▶ **Direction 1**
From the text on the generic HDLC layer, list each numbered protocol that the layer currently supports.
▶ **Direction 2**
Copy out the passage of the HDLC text that begins with the words containing "- ARP support" and ends with "http://www.kernel.org/pub/linux/utils/net/hdlc/).".
▶ **Direction 3**
According to the HDLC text, which two IEEE standards is Ethernet device emulation compatible with?

▶ **Text**

--*--

Generic HDLC layer currently supports:
1. Frame Relay (ANSI, CCITT, Cisco and no LMI)
   - Normal (routed) and Ethernet-bridged (Ethernet device emulation)
     interfaces can share a single PVC.
   - ARP support (no InARP support in the kernel - there is an
     experimental InARP user-space daemon available on:
     http://www.kernel.org/pub/linux/utils/net/hdlc/).
2. raw HDLC - either IP (IPv4) interface or Ethernet device emulation
3. Cisco HDLC
4. PPP
5. X.25 (uses X.25 routines).

Generic HDLC is a protocol driver only - it needs a low-level driver
for your particular hardware.

Ethernet device emulation (using HDLC or Frame-Relay PVC) is compatible
with IEEE 802.1Q (VLANs) and 802.1D (Ethernet bridging).


Make sure the hdlc.o and the hardware driver are loaded. It should
create a number of "hdlc" (hdlc0 etc) network devices, one for each
WAN port. You'll need the "sethdlc" utility, get it from:
	http://www.kernel.org/pub/linux/utils/net/hdlc/

Compile sethdlc.c utility:
	gcc -O2 -Wall -o sethdlc sethdlc.c
Make sure you're using a correct version of sethdlc for your kernel.

Use sethdlc to set physical interface, clock rate, HDLC mode used,
and add any required PVCs if using Frame Relay.
Usually you want something like:

	sethdlc hdlc0 clock int rate 128000
	sethdlc hdlc0 cisco interval 10 timeout 25
or
	sethdlc hdlc0 rs232 clock ext
	sethdlc hdlc0 fr lmi ansi
	sethdlc hdlc0 create 99
	ifconfig hdlc0 up
	ifconfig pvc0 localIP pointopoint remoteIP

In Frame Relay mode, ifconfig master hdlc device up (without assigning
any IP address to it) before using pvc devices.

--*--

▶ **Stored data**
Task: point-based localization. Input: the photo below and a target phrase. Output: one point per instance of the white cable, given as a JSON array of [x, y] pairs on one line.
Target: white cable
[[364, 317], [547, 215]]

--*--

▶ **Final answer 1**
1. Frame Relay
2. raw HDLC
3. Cisco HDLC
4. PPP
5. X.25

▶ **Final answer 2**
- ARP support (no InARP support in the kernel - there is an
     experimental InARP user-space daemon available on:
     http://www.kernel.org/pub/linux/utils/net/hdlc/).

▶ **Final answer 3**
IEEE 802.1Q (VLANs) and 802.1D (Ethernet bridging).